*INSTRUCCIÓN A:*
Enumera las tres cosas que, según el texto sobre la deriva hacia el totalitarismo, sufren la presión de un aumento constante en la primera y más importante de las tendencias.

*****

Cassel ha apuntado aquí muy claramente algunas de las razones por las que el intervencionismo económico y la planificación pública económica llevan a la dictadura. Sin embargo, mirando otro aspecto del problema, veamos ahora si podemos identificar o no, de una forma inconfundible, algunas de las principales características o indicaciones que puedan decirnos si nos acercamos o alejamos del totalitarismo.
Dije hace un rato que tres tendencias principales indican la deriva hacia el totalitarismo y que la primera y más importante, porque las otras dos derivaban de ella, es la presión para un constante aumento en la intervención pública, en el gasto público y en el poder público. Consideremos ahora las otras dos tendencias.
La segunda tendencia principal que indica la deriva hacia el totalitarismo es aquella hacia una concentración cada vez mayor de poder en el gobierno central. Esta tendencia se reconoce más fácilmente aquí en Estados Unidos, porque hemos tenido una forma ostensiblemente federal de gobierno y poder ver de inmediato el crecimiento del poder en Washington a costa de los estados.
La concentración de poder y la centralización del poder, puedo apuntar, son meramente dos nombres para la misma cosa. Esta segunda tendencia es una consecuencia necesaria de la primera. Si el gobierno central va a controlar cada vez más nuestra vida económica, no puede permitir que hagan esto los estados individuales. La presión por la uniformidad y la presión por la centralización del poder son dos aspectos de la misma presión.

*****

*INSTRUCCIÓN B:*
Transcribe las líneas de las entradas desde la que contiene "of the grassy" hasta el final de las entradas, ambos extremos incluidos.

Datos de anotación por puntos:
*****

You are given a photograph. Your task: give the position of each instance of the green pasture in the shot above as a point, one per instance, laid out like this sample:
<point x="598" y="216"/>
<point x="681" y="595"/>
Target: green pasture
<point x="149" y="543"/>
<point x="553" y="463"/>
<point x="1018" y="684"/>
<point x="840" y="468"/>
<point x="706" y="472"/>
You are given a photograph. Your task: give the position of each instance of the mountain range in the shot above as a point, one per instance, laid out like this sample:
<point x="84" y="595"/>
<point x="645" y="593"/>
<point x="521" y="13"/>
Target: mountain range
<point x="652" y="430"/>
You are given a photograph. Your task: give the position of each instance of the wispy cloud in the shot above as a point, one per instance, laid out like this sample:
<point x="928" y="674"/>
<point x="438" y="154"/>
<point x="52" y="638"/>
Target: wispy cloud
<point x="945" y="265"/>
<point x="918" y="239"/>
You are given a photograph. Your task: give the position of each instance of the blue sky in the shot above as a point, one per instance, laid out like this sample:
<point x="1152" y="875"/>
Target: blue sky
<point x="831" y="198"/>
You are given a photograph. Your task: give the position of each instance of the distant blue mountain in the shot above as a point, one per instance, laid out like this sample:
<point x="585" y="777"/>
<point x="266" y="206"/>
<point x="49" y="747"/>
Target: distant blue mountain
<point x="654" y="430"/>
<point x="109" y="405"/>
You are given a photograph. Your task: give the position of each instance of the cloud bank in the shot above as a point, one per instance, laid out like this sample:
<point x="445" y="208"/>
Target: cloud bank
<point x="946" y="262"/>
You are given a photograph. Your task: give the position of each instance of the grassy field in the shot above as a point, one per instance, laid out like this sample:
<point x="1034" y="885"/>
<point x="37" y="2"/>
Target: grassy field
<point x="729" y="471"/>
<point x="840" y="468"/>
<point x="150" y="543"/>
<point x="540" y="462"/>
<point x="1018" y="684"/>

*****

*RESPUESTA ESPERADA A:*
La intervención pública, el gasto público y el poder público.

*RESPUESTA ESPERADA B:*
You are given a photograph. Your task: give the position of each instance of the grassy field in the shot above as a point, one per instance, laid out like this sample:
<point x="1034" y="885"/>
<point x="37" y="2"/>
Target: grassy field
<point x="729" y="471"/>
<point x="840" y="468"/>
<point x="150" y="543"/>
<point x="540" y="462"/>
<point x="1018" y="684"/>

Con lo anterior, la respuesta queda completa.